[Given problem] Copy the rows below verbatim, leaving every line unchanged.
>> START Provided data
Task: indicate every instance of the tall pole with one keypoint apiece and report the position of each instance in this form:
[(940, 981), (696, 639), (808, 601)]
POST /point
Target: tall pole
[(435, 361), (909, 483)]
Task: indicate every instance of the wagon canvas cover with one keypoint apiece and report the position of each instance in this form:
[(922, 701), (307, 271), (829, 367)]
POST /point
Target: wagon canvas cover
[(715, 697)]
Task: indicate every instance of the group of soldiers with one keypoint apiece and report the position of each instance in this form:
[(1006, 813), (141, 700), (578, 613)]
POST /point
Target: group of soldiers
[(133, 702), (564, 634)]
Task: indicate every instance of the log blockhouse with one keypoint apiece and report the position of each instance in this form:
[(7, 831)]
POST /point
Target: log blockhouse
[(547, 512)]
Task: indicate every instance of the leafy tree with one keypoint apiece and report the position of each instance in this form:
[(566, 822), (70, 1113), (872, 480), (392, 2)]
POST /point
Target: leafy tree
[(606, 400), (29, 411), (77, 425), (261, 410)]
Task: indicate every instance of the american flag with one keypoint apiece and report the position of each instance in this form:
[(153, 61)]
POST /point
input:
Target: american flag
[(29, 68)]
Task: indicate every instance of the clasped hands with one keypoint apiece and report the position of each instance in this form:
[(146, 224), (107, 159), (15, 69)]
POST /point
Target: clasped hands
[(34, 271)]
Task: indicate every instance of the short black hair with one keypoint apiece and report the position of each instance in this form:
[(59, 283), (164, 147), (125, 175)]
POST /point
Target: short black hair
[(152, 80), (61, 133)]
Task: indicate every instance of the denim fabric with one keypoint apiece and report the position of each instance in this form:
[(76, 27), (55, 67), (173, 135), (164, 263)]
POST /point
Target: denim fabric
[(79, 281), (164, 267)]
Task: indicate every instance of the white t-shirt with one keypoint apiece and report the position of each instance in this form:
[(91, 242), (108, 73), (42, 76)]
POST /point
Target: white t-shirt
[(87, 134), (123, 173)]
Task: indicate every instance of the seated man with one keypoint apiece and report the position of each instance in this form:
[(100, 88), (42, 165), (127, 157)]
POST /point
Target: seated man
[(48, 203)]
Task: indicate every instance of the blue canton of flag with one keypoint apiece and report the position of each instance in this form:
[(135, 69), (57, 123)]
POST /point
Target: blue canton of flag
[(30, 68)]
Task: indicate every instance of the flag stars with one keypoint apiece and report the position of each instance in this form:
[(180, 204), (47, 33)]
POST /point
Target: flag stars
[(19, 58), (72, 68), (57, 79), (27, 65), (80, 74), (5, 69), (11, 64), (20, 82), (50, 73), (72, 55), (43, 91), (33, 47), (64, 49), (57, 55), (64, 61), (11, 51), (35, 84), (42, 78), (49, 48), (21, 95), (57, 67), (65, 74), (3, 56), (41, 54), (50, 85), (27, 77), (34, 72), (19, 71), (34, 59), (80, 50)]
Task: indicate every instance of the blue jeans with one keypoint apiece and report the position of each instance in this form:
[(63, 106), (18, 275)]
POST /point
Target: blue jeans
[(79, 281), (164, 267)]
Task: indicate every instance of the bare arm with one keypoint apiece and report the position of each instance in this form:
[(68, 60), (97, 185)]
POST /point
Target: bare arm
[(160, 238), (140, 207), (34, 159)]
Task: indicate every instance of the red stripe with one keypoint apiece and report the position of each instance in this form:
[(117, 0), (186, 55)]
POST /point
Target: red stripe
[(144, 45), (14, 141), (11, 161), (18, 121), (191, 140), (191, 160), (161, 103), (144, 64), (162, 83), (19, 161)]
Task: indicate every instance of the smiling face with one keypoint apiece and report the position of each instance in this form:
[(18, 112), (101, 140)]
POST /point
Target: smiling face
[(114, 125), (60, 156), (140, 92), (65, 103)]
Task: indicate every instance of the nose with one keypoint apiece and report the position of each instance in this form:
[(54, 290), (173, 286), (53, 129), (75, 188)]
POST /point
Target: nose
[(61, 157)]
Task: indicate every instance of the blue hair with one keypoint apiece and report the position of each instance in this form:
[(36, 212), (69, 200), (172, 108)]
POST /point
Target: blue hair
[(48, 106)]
>> END Provided data
[Solution to this exercise]
Task: indicate every instance of the tall pole with one keypoint apiece and report the position of each instance in this form:
[(940, 981), (696, 639), (808, 601)]
POST /point
Target: tall pole
[(435, 361), (909, 483)]
Task: indicate every instance of the wagon canvas cover with one keypoint apiece and report the position of each instance in this form:
[(922, 701), (307, 271), (829, 367)]
POST /point
Target: wagon canvas cover
[(715, 697)]
Task: indicate every instance of the group of soldiers with one keypoint apiece and report the position of each instance in this form:
[(1006, 813), (141, 700), (578, 613)]
POST /point
Target: group of soldiers
[(133, 702), (564, 634)]
Task: indicate every instance of the log blockhouse with one keypoint apiece and report the position of each instance in this form:
[(7, 831)]
POST /point
Target: log blockhouse
[(547, 512)]
Task: indicate every instance of the leafy tree with one keypoint apiece and report the position of each instance in this form:
[(566, 822), (70, 1113), (872, 480), (392, 2)]
POST /point
Target: leafy tree
[(606, 400), (29, 411), (77, 425), (261, 410)]
Task: indicate every instance of the american flag with one keypoint apiece and report the position of each instance in this form:
[(153, 61)]
POST /point
input:
Target: american flag
[(29, 68)]
Task: indicate every instance of the clasped hands with one keypoint apiece and report the position of each instance in this form:
[(146, 224), (107, 159), (15, 69)]
POST /point
Target: clasped hands
[(34, 271)]
Task: indicate every instance of the short black hair with one keypoint apiece and report the position of each instance in this form:
[(59, 283), (164, 147), (125, 175)]
POST /point
Target: short black hair
[(152, 80), (61, 133)]
Task: indicate every instance of the denim fabric with one keypoint apiece and report the position of each instance in this form:
[(76, 27), (55, 67), (173, 135), (164, 263)]
POST /point
Target: denim fabric
[(79, 281), (164, 267)]
Task: indicate every instance of the white t-shirt with one keypoint apiece and report the position of each instance in this form:
[(91, 242), (108, 73), (42, 76)]
POST /point
Target: white t-shirt
[(87, 134), (123, 173)]
Task: indicate every instance of the seated man with one keypoint apiece and report the position of each instance in this form:
[(100, 88), (42, 165), (127, 157)]
POST /point
Target: seated man
[(48, 203)]
Task: indicate every instance of the blue canton of flag with one keypoint apiece and report the position of each instance in this form:
[(135, 69), (57, 123)]
POST /point
Target: blue canton of flag
[(30, 68)]
Task: indicate every instance of the flag stars with one keypoint apiece and report the position of each instance in this form:
[(180, 204), (47, 33)]
POST /point
Target: flag stars
[(19, 58), (72, 68), (57, 79), (27, 65), (80, 74), (5, 69), (11, 64), (20, 82), (50, 73), (72, 55), (43, 91), (33, 47), (64, 49), (57, 55), (64, 61), (11, 51), (35, 84), (42, 78), (49, 48), (21, 95), (57, 67), (65, 74), (3, 56), (41, 54), (50, 85), (27, 77), (34, 72), (19, 71), (34, 59), (80, 50)]
Task: indicate every instance of the blue jeans with one keypoint apiece and report the position of each instance in this form:
[(63, 106), (18, 275)]
POST /point
Target: blue jeans
[(79, 281), (164, 267)]
Task: indicate every instance of the bare arm with one keypoint apiece and report the position of each instance in this form:
[(68, 60), (97, 185)]
POST /point
Target: bare arm
[(160, 238), (140, 207), (34, 159)]
Task: indicate every instance of the red stripe with one keypoint apiece and report the position of each instance in this form:
[(117, 0), (186, 55)]
POST /point
Target: red stripe
[(144, 45), (14, 141), (11, 161), (18, 121), (191, 140), (191, 160), (161, 103), (144, 64), (162, 83), (19, 161)]
Task: indicate every instance of the smiling face with one keypoint apiece and report the position of each instance in this form:
[(18, 112), (101, 140)]
POST /point
Target: smiling face
[(114, 125), (60, 156), (140, 92), (65, 103)]
Task: indicate every instance of the nose with one keypoint apiece and report the position of each instance in this form:
[(54, 290), (173, 286), (53, 129), (75, 188)]
POST /point
Target: nose
[(61, 157)]
Task: indicate every instance of the blue hair with one keypoint apiece and report the position of each instance in this form:
[(36, 212), (69, 200), (172, 108)]
POST /point
Target: blue hair
[(48, 106)]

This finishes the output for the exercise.